━━━ PAGE

= A Maze of Stars and Spring Water =

Two poetry collections by Bing Xin

A Maze of Stars (Fanxing) and Spring Water (Chunshui), are two collections of poetry written by Bing Xin. They were both published in 1923 when she was 19 years old and directly inspired the poetic movement of short poetry (xiaoshi in classical Mandarin) that emerged after the May Fourth Movement and the New Literature movement. A Maze of Stars and Spring Water are regarded as representative works of the short poetry genre and Bing Xin is considered as the cultural representative of the genre. Expressions remain common to refer to the short poetry genre such as "Bing Xin style", "Fanxing style" or "Chunshui style". A Maze of Stars was published in February 1923 and Spring Water was published three months later in May 1923. Bing Xin was inspired by Rabindranath Tagore's 1916 work Stray Birds. She wrote about nature, youth, abstract concepts of love and emotions and social and political perspectives.

━━━━━━
━━━ PROVIDED INFORMATION

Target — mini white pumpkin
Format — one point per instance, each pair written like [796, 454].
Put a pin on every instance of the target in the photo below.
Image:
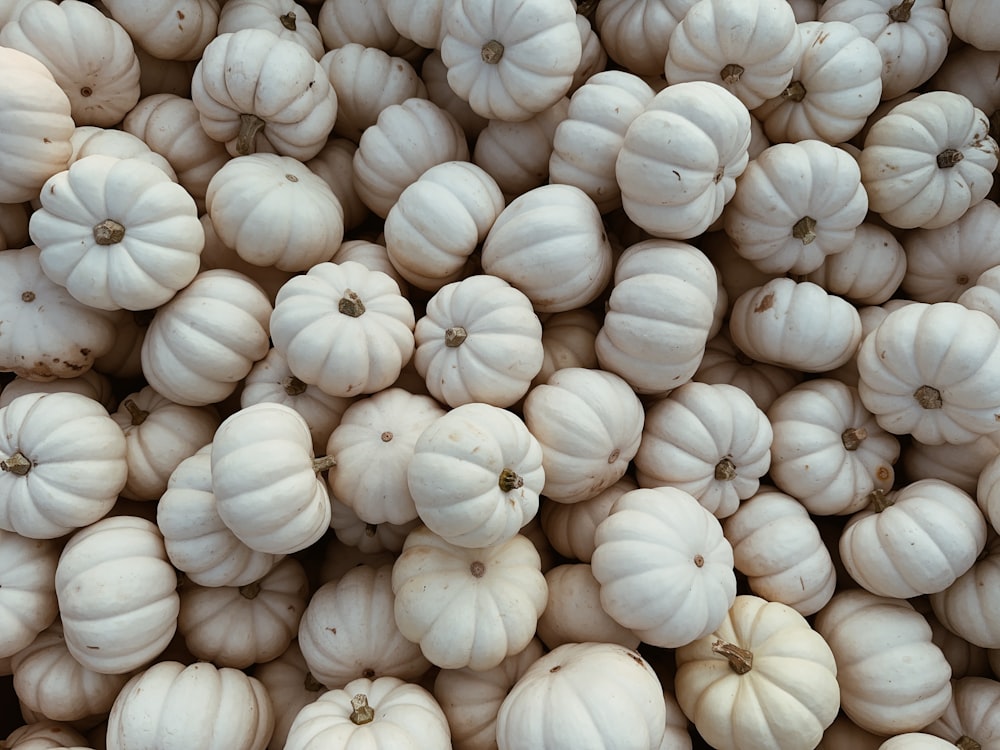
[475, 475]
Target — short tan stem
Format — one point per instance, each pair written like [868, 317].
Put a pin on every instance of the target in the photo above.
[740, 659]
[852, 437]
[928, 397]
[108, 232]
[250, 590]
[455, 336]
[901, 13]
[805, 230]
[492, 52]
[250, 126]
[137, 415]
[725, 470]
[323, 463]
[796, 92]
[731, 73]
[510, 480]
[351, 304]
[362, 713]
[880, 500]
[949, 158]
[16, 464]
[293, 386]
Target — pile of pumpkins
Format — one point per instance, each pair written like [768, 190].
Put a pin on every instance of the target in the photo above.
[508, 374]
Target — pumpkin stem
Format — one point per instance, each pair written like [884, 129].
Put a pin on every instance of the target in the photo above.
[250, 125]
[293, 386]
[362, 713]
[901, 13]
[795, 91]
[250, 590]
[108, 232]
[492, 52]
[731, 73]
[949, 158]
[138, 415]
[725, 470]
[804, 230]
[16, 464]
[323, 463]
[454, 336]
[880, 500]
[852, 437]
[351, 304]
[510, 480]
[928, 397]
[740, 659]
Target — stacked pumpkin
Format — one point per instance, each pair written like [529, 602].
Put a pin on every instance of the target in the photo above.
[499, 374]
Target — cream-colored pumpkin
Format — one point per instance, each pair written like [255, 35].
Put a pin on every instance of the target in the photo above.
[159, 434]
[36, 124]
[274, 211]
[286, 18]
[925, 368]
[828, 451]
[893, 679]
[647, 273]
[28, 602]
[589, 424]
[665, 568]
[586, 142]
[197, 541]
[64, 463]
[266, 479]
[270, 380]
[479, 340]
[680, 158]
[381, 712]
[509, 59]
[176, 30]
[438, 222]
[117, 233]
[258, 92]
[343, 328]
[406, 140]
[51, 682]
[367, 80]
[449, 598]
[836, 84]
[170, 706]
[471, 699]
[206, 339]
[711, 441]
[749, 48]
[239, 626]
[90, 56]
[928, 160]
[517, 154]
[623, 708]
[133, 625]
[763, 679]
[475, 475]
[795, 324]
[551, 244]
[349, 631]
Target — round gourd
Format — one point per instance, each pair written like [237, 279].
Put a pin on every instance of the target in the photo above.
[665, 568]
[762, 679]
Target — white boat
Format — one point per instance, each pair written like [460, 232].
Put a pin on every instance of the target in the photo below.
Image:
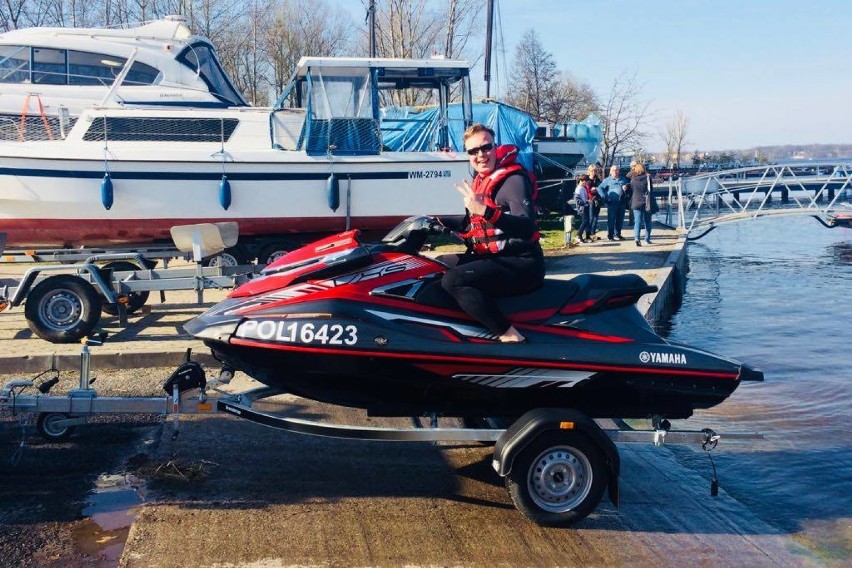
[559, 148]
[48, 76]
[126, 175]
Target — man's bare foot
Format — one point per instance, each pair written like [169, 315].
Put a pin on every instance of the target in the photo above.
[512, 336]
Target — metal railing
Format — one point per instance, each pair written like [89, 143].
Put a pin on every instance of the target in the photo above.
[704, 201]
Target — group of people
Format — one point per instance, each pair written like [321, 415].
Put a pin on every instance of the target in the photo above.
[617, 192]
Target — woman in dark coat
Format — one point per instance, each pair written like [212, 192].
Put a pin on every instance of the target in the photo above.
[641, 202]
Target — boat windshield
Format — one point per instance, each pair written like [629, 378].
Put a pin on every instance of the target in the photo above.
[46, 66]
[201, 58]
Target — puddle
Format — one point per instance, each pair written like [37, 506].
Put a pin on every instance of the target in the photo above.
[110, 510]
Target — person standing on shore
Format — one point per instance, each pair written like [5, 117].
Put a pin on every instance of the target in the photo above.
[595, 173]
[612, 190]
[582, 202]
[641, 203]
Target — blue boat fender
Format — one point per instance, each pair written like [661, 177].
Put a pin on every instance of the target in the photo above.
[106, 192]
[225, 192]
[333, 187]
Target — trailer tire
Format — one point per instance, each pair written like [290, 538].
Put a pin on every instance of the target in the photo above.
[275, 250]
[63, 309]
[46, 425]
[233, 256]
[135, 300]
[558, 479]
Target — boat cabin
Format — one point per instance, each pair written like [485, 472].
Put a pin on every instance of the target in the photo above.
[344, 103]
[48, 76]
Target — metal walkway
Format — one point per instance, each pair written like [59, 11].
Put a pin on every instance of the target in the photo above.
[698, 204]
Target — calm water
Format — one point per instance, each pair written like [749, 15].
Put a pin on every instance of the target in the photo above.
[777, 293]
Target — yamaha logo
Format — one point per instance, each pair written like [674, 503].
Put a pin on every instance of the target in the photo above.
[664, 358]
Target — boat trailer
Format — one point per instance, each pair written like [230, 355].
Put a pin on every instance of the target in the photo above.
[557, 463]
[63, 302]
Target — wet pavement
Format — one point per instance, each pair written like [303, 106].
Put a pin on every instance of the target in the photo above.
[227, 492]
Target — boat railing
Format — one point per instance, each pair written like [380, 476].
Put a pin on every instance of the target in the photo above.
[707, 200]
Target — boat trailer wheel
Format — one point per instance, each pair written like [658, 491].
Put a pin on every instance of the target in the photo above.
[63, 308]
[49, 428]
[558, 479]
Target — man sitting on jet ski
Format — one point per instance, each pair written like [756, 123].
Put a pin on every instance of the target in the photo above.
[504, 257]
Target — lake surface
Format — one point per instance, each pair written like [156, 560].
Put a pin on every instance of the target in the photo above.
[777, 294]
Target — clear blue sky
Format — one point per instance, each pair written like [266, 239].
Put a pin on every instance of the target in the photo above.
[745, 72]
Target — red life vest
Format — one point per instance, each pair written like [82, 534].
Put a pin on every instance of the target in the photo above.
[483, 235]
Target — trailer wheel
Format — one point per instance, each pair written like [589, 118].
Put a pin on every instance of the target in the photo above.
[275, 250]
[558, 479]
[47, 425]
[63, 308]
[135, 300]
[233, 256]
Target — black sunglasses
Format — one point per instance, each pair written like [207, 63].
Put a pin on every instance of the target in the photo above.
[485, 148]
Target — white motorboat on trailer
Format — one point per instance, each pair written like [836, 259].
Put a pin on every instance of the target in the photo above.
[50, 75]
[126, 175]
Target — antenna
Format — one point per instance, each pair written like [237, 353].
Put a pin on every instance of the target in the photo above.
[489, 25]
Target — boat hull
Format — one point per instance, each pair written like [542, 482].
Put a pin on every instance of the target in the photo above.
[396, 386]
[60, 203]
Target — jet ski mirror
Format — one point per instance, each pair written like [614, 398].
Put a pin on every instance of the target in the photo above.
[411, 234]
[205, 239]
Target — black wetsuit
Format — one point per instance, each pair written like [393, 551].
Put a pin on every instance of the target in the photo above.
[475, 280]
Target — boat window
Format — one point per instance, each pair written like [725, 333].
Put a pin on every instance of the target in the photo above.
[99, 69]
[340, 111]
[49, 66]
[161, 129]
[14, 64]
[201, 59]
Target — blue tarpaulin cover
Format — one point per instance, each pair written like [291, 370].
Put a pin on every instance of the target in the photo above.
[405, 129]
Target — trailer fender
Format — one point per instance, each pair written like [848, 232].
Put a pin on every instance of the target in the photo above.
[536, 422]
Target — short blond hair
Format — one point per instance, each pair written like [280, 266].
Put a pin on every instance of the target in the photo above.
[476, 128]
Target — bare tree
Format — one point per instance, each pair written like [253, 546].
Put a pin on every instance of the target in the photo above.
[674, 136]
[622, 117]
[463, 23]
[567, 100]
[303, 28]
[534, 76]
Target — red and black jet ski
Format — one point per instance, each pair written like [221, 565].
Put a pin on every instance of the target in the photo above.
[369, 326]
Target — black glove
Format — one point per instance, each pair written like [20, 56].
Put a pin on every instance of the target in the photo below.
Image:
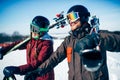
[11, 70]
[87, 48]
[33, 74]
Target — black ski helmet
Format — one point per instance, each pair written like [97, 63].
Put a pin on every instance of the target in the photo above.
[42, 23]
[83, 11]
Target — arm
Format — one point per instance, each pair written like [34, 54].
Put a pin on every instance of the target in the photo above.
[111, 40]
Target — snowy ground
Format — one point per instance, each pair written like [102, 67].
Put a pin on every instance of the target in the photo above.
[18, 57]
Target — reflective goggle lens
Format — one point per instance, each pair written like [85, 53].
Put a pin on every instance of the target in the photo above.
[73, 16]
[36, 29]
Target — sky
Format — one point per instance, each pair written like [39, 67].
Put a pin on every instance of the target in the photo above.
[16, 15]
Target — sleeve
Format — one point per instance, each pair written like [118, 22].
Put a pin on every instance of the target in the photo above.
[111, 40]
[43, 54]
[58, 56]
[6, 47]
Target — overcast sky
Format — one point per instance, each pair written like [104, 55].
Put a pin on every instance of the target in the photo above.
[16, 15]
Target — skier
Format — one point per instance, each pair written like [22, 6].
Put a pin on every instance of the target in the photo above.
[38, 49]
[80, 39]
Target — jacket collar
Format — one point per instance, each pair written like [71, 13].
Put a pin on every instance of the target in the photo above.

━━━━━━

# TASK DESCRIPTION
Answer these from the page on A Maze of Stars and Spring Water:
(a) How old was Bing Xin when both collections were published?
(b) In which month of 1923 was Spring Water published?
(c) Which work by Rabindranath Tagore inspired her, and in what year did it appear?
The records have no connection to the page on A Maze of Stars and Spring Water.

# WRITTEN ANSWER
(a) 19 years old
(b) May
(c) Stray Birds, 1916